>> BEGIN

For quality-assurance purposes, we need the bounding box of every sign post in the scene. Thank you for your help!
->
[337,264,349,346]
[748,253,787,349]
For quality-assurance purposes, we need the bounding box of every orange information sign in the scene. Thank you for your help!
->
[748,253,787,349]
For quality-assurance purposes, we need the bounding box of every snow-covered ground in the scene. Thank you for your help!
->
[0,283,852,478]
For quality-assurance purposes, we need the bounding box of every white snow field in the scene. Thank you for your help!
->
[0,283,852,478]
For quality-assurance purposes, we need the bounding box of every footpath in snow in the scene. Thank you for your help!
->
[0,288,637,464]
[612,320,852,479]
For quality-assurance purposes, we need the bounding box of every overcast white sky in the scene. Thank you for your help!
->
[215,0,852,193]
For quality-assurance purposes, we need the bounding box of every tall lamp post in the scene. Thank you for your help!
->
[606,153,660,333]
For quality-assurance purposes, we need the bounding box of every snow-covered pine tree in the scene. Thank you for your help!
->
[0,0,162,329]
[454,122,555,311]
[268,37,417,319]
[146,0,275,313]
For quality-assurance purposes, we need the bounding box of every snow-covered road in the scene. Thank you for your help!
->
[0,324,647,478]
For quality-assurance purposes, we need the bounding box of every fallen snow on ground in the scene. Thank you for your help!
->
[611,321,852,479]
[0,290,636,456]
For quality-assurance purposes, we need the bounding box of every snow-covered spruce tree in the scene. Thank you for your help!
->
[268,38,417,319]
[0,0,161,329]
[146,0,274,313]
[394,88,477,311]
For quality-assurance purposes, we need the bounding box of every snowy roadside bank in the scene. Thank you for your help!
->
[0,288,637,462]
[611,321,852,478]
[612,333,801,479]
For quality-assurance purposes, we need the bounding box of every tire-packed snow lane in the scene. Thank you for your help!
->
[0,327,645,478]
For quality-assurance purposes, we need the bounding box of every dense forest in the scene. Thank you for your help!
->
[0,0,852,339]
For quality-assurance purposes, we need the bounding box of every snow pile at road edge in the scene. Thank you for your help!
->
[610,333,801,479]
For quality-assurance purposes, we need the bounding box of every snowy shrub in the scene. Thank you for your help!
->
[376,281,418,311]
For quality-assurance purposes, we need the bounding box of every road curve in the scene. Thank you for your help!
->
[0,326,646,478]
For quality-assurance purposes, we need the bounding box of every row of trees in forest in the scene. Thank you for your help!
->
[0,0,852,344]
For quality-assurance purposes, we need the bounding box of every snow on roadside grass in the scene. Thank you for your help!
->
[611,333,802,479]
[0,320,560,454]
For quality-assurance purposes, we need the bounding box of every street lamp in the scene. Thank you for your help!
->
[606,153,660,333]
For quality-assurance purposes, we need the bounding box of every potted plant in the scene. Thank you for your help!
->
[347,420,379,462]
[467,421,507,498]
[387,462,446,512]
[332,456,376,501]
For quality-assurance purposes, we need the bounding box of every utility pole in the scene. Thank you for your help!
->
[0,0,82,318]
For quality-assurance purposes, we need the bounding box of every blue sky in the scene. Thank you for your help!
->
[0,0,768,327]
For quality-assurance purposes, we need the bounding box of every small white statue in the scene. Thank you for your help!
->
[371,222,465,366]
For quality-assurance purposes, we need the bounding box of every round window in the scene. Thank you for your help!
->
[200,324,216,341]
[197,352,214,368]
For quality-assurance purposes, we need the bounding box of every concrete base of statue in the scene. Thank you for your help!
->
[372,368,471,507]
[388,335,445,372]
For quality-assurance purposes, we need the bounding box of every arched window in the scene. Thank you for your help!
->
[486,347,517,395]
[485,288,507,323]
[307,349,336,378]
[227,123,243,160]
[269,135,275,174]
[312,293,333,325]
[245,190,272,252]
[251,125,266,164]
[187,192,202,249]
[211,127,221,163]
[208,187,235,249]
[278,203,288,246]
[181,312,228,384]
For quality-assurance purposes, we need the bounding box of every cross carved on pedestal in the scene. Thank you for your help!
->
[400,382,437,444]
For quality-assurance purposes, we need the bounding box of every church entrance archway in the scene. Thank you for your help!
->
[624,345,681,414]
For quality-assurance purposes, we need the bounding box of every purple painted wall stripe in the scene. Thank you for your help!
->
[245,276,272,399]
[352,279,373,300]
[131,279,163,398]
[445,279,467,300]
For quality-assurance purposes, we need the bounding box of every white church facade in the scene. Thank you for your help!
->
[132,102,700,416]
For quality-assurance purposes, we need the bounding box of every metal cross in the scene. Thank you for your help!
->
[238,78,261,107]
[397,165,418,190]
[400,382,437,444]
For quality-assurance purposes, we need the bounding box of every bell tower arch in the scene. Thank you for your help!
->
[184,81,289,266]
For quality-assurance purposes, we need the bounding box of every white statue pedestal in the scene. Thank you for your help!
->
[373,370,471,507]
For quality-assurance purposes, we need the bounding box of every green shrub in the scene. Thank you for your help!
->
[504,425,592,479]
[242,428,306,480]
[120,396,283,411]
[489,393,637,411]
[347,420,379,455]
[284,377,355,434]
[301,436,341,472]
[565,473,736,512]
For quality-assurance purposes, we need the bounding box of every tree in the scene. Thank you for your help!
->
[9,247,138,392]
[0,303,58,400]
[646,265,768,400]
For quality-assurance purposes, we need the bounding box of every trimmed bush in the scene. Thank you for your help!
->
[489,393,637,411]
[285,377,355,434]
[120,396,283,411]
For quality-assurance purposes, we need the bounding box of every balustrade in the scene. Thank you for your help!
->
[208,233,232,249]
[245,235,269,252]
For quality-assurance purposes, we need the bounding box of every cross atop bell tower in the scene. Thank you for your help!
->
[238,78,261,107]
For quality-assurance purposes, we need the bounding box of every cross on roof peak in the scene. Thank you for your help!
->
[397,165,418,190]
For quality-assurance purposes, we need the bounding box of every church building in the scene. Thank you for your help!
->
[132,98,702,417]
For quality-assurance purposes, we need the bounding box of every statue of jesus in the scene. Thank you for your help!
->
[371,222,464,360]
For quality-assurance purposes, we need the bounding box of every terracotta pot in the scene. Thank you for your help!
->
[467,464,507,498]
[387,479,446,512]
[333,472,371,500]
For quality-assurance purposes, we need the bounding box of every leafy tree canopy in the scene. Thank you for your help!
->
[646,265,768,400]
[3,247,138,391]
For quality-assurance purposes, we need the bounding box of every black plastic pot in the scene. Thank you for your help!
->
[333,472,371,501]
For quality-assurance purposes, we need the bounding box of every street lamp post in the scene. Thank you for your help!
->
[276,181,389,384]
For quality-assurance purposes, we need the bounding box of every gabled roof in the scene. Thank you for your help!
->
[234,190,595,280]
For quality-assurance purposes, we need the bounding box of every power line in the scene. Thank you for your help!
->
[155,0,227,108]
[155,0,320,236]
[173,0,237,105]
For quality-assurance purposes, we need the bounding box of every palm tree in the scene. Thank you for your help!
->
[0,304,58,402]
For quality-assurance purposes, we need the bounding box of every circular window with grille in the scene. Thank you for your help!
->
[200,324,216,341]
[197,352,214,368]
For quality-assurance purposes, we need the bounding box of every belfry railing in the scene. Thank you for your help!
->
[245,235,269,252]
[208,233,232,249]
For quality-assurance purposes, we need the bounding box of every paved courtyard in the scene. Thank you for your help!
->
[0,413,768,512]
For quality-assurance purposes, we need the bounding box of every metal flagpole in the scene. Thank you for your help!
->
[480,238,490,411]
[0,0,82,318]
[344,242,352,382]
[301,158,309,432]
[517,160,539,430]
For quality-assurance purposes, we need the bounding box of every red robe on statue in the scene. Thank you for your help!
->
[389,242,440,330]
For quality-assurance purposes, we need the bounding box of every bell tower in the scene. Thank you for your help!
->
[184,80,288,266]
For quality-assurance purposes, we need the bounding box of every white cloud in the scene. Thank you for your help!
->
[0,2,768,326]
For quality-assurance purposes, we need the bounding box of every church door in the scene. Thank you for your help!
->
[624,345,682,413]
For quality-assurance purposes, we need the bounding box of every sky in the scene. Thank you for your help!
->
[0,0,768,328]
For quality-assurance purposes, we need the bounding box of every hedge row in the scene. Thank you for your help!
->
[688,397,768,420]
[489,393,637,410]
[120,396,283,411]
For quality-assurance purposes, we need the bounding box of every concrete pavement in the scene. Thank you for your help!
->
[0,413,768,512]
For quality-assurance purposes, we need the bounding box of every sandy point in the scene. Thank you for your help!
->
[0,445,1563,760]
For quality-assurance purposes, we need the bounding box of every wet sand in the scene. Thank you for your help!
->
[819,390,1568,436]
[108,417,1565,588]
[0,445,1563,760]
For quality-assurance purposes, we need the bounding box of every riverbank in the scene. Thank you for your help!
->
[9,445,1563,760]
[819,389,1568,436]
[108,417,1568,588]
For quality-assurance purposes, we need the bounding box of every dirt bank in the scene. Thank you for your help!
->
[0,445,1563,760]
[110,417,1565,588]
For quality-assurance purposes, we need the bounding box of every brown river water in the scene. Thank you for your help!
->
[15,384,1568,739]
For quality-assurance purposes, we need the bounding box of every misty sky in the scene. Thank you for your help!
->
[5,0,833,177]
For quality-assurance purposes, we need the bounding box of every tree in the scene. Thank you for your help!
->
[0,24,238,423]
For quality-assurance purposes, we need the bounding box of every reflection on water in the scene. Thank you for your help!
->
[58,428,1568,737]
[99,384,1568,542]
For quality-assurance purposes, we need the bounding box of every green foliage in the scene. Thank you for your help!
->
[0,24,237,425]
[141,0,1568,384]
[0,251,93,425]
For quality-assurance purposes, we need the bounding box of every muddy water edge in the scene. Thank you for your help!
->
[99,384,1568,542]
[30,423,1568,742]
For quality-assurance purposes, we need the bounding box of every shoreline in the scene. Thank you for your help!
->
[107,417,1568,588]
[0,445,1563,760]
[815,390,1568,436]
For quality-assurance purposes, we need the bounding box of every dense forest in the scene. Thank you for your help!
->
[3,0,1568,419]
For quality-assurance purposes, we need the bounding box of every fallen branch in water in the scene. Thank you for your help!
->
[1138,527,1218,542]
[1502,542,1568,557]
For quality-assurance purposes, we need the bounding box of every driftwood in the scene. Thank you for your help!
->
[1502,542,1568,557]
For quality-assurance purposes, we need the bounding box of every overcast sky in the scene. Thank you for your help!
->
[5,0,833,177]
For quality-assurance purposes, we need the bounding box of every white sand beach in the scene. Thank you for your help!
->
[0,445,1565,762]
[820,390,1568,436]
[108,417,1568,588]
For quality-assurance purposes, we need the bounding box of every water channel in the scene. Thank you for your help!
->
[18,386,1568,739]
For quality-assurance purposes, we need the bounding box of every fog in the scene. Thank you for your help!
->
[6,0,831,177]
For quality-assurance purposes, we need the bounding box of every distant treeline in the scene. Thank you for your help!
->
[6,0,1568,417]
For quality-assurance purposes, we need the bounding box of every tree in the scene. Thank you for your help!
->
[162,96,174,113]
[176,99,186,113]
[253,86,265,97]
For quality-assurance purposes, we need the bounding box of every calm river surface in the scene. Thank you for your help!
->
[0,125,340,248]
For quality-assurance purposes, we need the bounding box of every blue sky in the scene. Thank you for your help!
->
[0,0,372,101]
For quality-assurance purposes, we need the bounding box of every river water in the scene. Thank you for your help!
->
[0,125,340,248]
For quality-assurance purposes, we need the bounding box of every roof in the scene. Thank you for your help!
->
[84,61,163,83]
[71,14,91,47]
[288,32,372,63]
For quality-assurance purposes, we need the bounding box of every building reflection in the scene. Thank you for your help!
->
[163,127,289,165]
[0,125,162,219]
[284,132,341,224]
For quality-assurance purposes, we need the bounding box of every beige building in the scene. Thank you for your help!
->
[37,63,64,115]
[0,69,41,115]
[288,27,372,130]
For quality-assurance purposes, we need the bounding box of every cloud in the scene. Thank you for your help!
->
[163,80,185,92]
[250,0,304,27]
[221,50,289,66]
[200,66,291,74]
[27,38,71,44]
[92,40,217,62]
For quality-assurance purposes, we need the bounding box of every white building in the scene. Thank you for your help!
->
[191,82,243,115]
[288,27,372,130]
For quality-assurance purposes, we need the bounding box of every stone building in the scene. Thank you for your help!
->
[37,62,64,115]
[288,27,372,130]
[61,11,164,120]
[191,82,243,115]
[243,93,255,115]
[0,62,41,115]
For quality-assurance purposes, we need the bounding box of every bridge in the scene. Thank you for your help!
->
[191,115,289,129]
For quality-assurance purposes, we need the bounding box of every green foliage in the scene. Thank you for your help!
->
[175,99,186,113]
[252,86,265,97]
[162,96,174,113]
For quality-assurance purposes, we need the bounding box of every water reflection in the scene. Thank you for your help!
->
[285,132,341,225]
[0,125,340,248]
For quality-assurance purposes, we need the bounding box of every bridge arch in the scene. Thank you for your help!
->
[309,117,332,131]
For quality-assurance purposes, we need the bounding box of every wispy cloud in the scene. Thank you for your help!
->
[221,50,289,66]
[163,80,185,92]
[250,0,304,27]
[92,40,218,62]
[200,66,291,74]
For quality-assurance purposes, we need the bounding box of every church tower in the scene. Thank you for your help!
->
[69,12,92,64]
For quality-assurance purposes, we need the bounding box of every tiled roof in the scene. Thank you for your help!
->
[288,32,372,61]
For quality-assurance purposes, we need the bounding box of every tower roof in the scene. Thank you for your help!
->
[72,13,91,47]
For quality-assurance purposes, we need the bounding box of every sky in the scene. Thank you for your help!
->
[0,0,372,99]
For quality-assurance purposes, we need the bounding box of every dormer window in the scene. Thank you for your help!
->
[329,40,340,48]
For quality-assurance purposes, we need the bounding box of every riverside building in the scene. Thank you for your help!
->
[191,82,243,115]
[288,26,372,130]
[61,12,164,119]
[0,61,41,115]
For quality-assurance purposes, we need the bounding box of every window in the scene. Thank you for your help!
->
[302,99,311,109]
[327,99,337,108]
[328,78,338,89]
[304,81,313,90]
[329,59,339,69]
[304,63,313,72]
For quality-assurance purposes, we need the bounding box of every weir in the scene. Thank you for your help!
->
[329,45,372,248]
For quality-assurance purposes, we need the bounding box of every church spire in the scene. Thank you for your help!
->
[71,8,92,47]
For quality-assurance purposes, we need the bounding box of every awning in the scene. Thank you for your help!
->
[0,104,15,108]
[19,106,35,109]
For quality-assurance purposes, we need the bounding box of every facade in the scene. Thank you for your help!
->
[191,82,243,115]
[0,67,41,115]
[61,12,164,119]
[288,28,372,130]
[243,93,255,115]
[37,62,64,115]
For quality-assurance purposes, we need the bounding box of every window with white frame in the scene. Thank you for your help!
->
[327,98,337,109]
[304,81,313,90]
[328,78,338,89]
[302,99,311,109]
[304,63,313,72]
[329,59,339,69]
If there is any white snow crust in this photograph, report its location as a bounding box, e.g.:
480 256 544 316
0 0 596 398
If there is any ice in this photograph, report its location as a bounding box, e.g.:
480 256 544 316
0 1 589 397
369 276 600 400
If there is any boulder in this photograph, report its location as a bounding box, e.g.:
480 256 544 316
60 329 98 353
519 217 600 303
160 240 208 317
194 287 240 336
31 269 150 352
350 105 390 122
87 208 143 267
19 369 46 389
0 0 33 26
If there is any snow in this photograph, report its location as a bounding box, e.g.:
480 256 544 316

>> END

• What is asked:
Give back everything from the line containing "of every tower" down to the line containing "[329,40,340,48]", switching "dormer" to "gable" and leaving all else unchanged.

• Solution to this exercise:
For quality-assurance purposes, we need the bounding box of every tower roof in the scene. Thank you for your help!
->
[72,13,91,47]
For quality-assurance purposes, we need the bounding box of every sky in the scene. Thank you for your help!
->
[0,0,372,99]
For quality-assurance purposes, we need the bounding box of every gable window in the scene. Thank you for your help!
->
[329,40,340,48]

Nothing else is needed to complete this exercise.